## Document
Dans son 21ème rapport annuel sur le mal-logement en France, dévoilé ce jeudi 28 janvier 2016, la fondation Abbé Pierre alerte, notamment, sur le décrochage des personnes en situation d’extrême pauvreté, contraints de choisir entre se loger, se nourrir ou se soigner.

Publié le 28/01/2016 • Par Sophie Le Gall • dans : A la une, France

A un et demi de la fin du quinquennat, le 21ème rapport annuel sur le mal-logement de la fondation Abbé Pierre sonne comme un compte à rebours. « Il faut mettre à l’abri tous ceux qui sont en difficulté et il faut engager une véritable politique structurelle pour enrayer ce processus d’exclusion par le logement », a déclaré Christophe Robert, délégué général de la fondation, à l’occasion de la publication du rapport, remis mercredi 27 janvier au président de la République.

## Tâches
- A) Redonnez, s'il vous plaît, le passage du texte sur le mal-logement allant de « Dans son 21ème » jusqu'à « ou se soigner. » inclus, sans y changer un mot.
- B) Donnez la suite du texte sur le mal-logement à partir de sa dernière phrase.

## Informations extraites

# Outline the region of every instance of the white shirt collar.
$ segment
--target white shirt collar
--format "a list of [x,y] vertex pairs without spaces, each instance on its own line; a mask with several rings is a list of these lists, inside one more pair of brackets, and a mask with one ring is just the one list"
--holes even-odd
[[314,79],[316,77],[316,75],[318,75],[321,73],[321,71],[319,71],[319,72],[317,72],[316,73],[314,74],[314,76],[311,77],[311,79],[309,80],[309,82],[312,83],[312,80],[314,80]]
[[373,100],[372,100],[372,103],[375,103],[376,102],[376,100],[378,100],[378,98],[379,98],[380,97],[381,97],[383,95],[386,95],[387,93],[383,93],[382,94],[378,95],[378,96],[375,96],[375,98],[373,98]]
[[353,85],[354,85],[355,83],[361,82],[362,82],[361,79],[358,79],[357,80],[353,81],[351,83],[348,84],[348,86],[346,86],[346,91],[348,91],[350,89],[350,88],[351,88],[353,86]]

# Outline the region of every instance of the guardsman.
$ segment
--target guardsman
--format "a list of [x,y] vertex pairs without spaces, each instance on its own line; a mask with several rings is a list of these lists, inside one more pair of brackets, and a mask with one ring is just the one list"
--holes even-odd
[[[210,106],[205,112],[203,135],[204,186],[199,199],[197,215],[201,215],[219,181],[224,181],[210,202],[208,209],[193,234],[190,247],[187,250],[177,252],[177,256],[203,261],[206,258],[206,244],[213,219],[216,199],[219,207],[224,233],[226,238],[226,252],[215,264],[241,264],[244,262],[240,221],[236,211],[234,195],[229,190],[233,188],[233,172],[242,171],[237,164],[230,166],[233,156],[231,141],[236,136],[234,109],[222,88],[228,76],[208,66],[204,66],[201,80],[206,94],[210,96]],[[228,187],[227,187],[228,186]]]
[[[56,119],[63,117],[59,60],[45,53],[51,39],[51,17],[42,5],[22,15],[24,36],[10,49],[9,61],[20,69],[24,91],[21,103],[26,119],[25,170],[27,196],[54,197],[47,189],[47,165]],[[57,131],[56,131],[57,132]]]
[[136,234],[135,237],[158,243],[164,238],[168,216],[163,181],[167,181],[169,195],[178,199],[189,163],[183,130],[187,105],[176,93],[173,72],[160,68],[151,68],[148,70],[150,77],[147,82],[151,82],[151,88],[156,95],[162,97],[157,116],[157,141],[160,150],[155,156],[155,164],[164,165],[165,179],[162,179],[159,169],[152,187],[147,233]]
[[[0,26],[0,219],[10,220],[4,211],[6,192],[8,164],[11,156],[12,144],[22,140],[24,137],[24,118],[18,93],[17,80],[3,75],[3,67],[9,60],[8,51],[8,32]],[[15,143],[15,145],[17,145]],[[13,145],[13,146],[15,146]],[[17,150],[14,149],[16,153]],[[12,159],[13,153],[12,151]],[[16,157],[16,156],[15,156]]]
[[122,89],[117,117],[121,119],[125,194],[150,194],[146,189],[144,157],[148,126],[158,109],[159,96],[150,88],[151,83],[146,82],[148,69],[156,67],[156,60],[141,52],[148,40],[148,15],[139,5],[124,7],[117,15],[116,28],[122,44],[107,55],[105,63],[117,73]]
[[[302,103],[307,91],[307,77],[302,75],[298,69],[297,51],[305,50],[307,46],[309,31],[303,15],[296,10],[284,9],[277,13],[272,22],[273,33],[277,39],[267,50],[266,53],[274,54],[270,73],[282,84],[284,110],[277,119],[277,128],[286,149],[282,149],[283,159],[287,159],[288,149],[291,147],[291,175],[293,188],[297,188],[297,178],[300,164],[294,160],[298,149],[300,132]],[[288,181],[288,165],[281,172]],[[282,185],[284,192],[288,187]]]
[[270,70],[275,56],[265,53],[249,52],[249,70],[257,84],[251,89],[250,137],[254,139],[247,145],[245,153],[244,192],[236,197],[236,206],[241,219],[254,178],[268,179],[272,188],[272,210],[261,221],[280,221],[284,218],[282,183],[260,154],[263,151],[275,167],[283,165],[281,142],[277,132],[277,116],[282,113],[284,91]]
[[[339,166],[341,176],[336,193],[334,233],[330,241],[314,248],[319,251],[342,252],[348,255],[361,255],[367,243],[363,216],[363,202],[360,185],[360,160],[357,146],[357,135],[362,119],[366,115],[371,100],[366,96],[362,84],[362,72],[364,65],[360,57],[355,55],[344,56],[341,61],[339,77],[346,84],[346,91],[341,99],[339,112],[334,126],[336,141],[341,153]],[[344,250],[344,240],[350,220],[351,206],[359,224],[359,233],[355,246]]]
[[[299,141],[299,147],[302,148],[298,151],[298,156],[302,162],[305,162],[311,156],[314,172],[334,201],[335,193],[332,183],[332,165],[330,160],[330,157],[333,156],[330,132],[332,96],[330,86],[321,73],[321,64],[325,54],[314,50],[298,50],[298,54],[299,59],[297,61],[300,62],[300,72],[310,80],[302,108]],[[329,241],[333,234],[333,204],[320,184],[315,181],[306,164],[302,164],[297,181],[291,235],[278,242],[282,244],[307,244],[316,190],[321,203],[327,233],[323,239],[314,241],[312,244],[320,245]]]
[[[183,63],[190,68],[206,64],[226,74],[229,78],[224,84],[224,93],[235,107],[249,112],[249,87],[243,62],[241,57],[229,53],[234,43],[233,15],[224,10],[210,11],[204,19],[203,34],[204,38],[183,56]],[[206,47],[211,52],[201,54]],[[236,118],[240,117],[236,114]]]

## Réponses aux exercices
- A)
Dans son 21ème rapport annuel sur le mal-logement en France, dévoilé ce jeudi 28 janvier 2016, la fondation Abbé Pierre alerte, notamment, sur le décrochage des personnes en situation d’extrême pauvreté, contraints de choisir entre se loger, se nourrir ou se soigner.

- B)
Décrochage des plus précaires
Le bilan chiffré – 3,8 millions de mal-logés en France et plus de 15 millions touchées par la crise du logement – alerte en particulier sur la situation des plus pauvres. « Il y a une aggravation du mal-logement qui touche avant tout les classes populaires », insiste Christophe Robert. Ainsi, le taux d’effort net moyen (le loyer et les charges, auxquels on soustrait les allocations logement) des ménages les plus pauvres atteint 55,9 %, soit plus de trois fois plus que la moyenne des Français (17,5 %). Il est deux fois élevé pour l’ensemble des ménages modestes. Dans le même temps, l’extrême pauvreté, c’est-à-dire les personnes touchant moins de 660 euros par mois et par personne, qui avait diminué entre 1996 et 2002, est repartie à la hausse. Logiquement, les impayés se concentrent sur ces mêmes catégories.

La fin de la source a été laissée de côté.